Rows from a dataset
+++

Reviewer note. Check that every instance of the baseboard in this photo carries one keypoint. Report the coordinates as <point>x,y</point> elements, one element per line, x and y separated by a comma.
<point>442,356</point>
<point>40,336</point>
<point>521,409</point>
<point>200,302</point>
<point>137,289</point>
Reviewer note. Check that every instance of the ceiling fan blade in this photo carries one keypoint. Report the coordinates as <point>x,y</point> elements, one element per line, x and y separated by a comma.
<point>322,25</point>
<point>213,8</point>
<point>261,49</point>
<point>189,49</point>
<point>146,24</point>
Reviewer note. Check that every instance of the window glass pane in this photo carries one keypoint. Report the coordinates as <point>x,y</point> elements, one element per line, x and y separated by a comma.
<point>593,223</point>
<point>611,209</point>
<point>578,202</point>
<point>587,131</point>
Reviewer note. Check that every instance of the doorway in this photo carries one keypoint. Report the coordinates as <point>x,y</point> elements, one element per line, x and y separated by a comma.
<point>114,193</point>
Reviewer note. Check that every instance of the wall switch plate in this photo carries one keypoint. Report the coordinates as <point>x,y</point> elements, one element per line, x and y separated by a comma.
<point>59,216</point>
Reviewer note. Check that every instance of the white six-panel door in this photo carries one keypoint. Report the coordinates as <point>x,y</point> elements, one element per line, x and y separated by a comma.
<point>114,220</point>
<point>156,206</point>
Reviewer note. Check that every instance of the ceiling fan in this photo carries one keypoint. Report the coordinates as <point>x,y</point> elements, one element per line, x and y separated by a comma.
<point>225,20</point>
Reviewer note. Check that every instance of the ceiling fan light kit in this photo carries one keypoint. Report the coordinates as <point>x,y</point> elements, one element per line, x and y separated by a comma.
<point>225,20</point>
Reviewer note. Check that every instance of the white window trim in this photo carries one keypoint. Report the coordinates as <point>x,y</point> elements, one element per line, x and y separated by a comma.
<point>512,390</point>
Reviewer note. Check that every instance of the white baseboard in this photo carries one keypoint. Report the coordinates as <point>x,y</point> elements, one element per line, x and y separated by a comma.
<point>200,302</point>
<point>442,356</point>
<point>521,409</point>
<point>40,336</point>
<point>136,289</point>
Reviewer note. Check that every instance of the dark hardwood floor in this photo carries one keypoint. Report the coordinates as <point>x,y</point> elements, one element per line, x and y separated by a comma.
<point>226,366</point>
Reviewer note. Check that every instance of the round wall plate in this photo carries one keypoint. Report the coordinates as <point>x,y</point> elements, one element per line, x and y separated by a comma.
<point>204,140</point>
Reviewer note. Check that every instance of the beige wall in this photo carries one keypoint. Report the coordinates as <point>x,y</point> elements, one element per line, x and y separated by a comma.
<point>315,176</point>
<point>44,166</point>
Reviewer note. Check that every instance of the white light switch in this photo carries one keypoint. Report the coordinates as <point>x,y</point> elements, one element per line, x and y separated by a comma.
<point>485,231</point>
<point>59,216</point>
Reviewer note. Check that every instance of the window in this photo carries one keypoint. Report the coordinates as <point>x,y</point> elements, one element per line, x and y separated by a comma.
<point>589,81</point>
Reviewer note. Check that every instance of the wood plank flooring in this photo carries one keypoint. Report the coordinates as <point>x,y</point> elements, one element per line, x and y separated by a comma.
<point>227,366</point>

+++

Task prompt:
Present every line above as a Markdown table with two columns, Row for its number and Line for its text, and skip any blank lines.

The answer:
| Row | Line |
|---|---|
| 1 | Reviewer note. Check that every instance of the baseboard in this photo carries one keypoint. Report the coordinates as <point>x,y</point> elements, one element per line, x and y separated by a comma. |
| 2 | <point>442,356</point> |
| 3 | <point>40,336</point> |
| 4 | <point>521,409</point> |
| 5 | <point>200,302</point> |
| 6 | <point>137,289</point> |
| 7 | Reviewer note. Check that every instance of the ceiling fan blade in this photo carries one keypoint. Report the coordinates as <point>x,y</point> elements, one element per line, x and y separated by a comma. |
| 8 | <point>322,25</point> |
| 9 | <point>213,8</point> |
| 10 | <point>261,49</point> |
| 11 | <point>189,49</point> |
| 12 | <point>146,24</point> |
| 13 | Reviewer note. Check that every instance of the window glass pane in this photo carries one keypoint. Report the coordinates as <point>x,y</point> elements, one element per line, x and y separated by a comma. |
| 14 | <point>593,223</point> |
| 15 | <point>611,209</point> |
| 16 | <point>578,202</point> |
| 17 | <point>587,131</point> |
| 18 | Reviewer note. Check that every instance of the doorway in this photo carries one keypoint. Report the coordinates as <point>x,y</point> elements, one element per line, x and y separated by a comma. |
| 19 | <point>114,193</point> |
| 20 | Reviewer note. Check that every instance of the wall switch plate in this photo carries one keypoint. Report the coordinates as <point>x,y</point> elements, one element per line, x and y separated by a comma. |
| 21 | <point>59,216</point> |
| 22 | Reviewer note. Check that every instance of the white six-panel door in this photo carries one keypoint. Report the coordinates as <point>x,y</point> elements, one element per line, x and y separated by a comma. |
| 23 | <point>114,220</point> |
| 24 | <point>156,206</point> |
| 25 | Reviewer note. Check that every instance of the ceiling fan in this photo carries one keypoint. Report the coordinates as <point>x,y</point> elements, one element per line, x and y separated by a comma. |
| 26 | <point>225,20</point> |
| 27 | Reviewer note. Check that every instance of the ceiling fan light kit in this photo carries one keypoint. Report the coordinates as <point>x,y</point> elements, one element per line, x and y separated by a comma. |
| 28 | <point>225,20</point> |
| 29 | Reviewer note. Check that every instance of the white window trim in this photo carries one keypoint. Report the coordinates as <point>x,y</point> elements, one element per line, x and y separated by a comma. |
| 30 | <point>512,390</point> |
| 31 | Reviewer note. Check that every instance of the white baseboard in this photo carries one keypoint. Report the coordinates as <point>x,y</point> elements, one element per line, x and y separated by a comma. |
| 32 | <point>200,302</point> |
| 33 | <point>442,356</point> |
| 34 | <point>521,409</point> |
| 35 | <point>40,336</point> |
| 36 | <point>136,289</point> |
| 37 | Reviewer note. Check that every instance of the dark hardwood floor in this photo carries one keypoint. Report the coordinates as <point>x,y</point> elements, one element per line, x and y separated by a comma. |
| 38 | <point>226,366</point> |
| 39 | Reviewer note. Check that every instance of the round wall plate in this photo carries one keypoint. Report the coordinates as <point>x,y</point> elements, one element per line, x and y separated by a comma. |
| 40 | <point>204,140</point> |
| 41 | Reviewer note. Check that every instance of the beige wall in this photo carries one keypoint. Report the coordinates as <point>x,y</point> elements, one element per line, x and y separated by a comma. |
| 42 | <point>315,176</point> |
| 43 | <point>44,166</point> |
| 44 | Reviewer note. Check that every instance of the white light switch in this photo carries one keypoint. Report the coordinates as <point>x,y</point> elements, one element per line, x and y separated by a comma. |
| 45 | <point>485,231</point> |
| 46 | <point>59,216</point> |
| 47 | Reviewer note. Check that every instance of the window in this photo carries one keypoint. Report the coordinates as <point>x,y</point> elements, one element per line, x and y separated by a comma. |
| 48 | <point>589,81</point> |
| 49 | Reviewer note. Check that every instance of the wood plank flooring in this photo carries one keypoint. Report the coordinates as <point>x,y</point> elements, one element per line, x and y separated by a comma. |
| 50 | <point>227,366</point> |